● **Excerto escolhido**
Uma Fogueira
O controle do fogo, oriundo dos céus, foi
a primeira grande inovação técnica do homem há cerca de 550.000 anos, tão
importante que a evolução da nossa espécie não teria sido possível sem esse
enorme avanço que lhe abriu as portas do futuro e lhe permitiu acreditar nas
suas capacidades.
Sem o fogo, as noites dos nossos
antepassados teriam continuado a ser de pesadelo, à mercê das feras, primeiro
empoleirados nas árvores, mais tarde protegidos por arbustos espinhosos,
saliências rochosas e muito dificilmente em grutas escuras e frias.
Por esta altura éramos muito poucos,
algumas centenas de milhar de indivíduos em todo o mundo, extraordinariamente
dispersos e com uma duração média de vida que não ultrapassaria os 20 ou 25
anos.
À volta de uma fogueira a vida social
estruturou-se, os laços familiares estreitaram-se e o que seria o dia de amanhã
ganhou mais consistência.
Domesticar o fogo terá sido, com
certeza, um objectivo perseguido com grande determinação, muitas frustrações,
dissabores e acidentes diversos à mistura.
Qualquer um de nós que tenha um fogão de
sala ou uma lareira deveria ter um pensamento para esses nossos antepassados
quando, nas noites de Inverno, acende a lareira recorrendo, com toda a
facilidade, às acendalhas que comprou no supermercado e mesmo hoje no conforto
das nossas casas é sentido como o crepitar das chamas da fogueira nos transmite
bem-estar, tranqui lidade, paz e
intimidade.
Os restos mais antigos do que poderia
ser uma lareira foram descobertos na gruta da Escale, em França, datados de há
750.000 anos, mas vestígios de lareiras realmente estruturados que sem qualquer
espécie de restrições podem ser atribuídos ao homem, só a partir de há 500.000
anos na Europa ou ainda na Ásia e mais tarde nas regiões tropicais de África
onde o frio causava menos problemas.

● **Instrução 1**
Localize nas linhas abaixo todas as que contêm a palavra "jacket" e copie cada uma inteira. Maiúsculas e minúsculas contam.

● **Linhas guardadas**
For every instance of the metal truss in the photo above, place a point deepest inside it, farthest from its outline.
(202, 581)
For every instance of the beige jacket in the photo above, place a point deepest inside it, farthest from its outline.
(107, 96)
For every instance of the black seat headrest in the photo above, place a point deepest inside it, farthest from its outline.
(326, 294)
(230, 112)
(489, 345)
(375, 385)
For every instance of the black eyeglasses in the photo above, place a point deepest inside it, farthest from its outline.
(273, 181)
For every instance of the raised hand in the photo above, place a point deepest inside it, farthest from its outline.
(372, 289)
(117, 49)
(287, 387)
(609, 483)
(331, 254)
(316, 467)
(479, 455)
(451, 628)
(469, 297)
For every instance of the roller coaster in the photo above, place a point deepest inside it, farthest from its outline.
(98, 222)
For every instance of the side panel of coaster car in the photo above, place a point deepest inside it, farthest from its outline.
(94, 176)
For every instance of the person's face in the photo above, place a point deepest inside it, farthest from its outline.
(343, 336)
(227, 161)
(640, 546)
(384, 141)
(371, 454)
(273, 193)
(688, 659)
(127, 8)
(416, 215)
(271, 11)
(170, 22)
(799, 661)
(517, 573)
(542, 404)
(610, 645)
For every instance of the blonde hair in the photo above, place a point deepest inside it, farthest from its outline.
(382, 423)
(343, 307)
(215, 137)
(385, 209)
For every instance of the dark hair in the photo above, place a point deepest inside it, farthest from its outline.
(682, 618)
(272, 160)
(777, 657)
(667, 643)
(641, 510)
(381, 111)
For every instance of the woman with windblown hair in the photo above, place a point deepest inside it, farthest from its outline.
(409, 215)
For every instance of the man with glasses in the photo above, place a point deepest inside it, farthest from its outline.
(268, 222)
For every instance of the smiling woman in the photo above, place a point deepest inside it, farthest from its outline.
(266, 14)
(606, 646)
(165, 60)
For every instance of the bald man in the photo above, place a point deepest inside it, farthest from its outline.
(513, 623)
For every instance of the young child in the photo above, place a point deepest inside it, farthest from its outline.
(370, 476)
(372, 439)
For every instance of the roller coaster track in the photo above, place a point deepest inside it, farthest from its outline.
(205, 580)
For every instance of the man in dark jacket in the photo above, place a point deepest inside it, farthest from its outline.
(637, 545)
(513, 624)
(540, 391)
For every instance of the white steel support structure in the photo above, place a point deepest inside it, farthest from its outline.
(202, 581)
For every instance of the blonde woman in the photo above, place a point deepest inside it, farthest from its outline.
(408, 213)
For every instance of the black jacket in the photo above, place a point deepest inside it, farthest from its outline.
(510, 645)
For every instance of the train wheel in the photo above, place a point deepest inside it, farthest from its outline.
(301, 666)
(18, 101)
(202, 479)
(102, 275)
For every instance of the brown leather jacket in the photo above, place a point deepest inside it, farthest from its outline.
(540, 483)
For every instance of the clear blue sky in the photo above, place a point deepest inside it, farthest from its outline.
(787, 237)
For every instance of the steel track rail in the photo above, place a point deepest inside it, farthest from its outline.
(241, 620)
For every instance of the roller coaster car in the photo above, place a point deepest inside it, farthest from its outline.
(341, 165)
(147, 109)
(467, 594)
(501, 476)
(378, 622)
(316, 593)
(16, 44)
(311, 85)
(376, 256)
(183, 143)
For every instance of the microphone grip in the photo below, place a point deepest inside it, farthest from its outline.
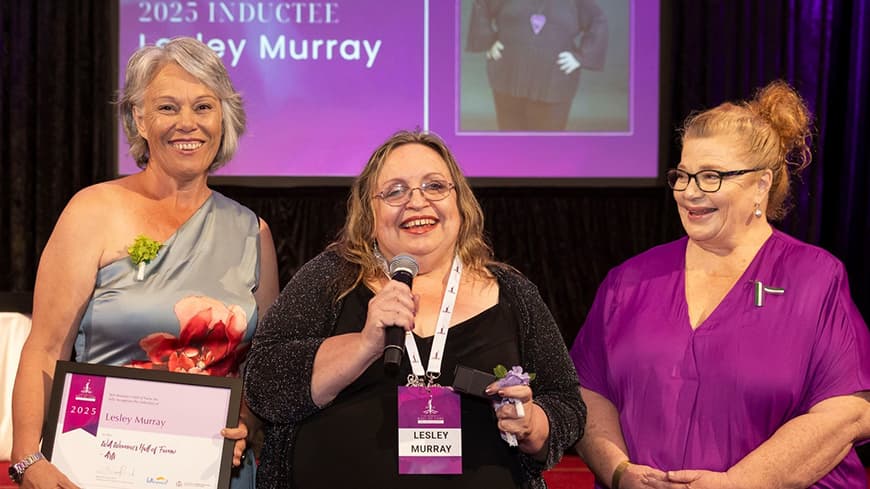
==
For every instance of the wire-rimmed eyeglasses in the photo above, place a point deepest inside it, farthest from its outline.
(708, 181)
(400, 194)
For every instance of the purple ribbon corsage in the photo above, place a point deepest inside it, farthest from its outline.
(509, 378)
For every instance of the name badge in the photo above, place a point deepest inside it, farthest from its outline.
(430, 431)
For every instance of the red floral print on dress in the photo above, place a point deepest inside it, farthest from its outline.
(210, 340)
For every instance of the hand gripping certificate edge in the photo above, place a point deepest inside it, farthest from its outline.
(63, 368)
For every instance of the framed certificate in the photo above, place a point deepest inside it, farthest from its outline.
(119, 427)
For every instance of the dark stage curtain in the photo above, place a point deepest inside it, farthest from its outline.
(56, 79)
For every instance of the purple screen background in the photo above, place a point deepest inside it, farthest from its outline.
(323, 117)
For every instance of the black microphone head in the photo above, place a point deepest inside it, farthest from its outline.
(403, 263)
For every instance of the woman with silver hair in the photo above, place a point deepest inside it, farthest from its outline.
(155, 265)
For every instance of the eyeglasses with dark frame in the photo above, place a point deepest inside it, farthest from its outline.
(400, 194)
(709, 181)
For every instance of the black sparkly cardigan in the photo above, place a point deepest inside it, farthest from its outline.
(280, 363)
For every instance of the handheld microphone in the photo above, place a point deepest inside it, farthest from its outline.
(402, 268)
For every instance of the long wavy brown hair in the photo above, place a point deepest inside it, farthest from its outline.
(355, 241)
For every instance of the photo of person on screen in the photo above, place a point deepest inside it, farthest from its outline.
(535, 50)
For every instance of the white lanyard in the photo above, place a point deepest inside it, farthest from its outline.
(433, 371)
---
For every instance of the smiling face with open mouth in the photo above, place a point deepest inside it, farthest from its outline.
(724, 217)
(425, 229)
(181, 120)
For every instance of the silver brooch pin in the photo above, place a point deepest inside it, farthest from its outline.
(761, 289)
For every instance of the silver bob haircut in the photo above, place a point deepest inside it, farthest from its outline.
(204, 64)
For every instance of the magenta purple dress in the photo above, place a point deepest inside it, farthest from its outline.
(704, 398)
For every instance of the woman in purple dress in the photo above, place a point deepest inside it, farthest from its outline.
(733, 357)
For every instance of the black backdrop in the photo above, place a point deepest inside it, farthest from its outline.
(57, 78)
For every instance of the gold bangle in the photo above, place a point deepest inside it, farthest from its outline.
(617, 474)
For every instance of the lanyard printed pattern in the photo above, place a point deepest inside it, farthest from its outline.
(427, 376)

● **Instrução 2**
Com base no excerto sobre o fogo, explique por que os vestígios de lareiras estruturadas aparecem mais tarde nas regiões tropicais de África, em uma a três frases.

● **Resposta 1**
For every instance of the beige jacket in the photo above, place a point deepest inside it, farthest from its outline.
For every instance of the man in dark jacket in the photo above, place a point deepest inside it, farthest from its outline.
For every instance of the black jacket in the photo above, place a point deepest inside it, farthest from its outline.
For every instance of the brown leather jacket in the photo above, place a point deepest inside it, farthest from its outline.

● **Resposta 2**
Nas regiões tropicais de África, o frio causava menos problemas. Por isso, os vestígios de lareiras estruturadas só surgem aí mais tarde do que na Europa ou na Ásia, onde aparecem a partir de há 500.000 anos.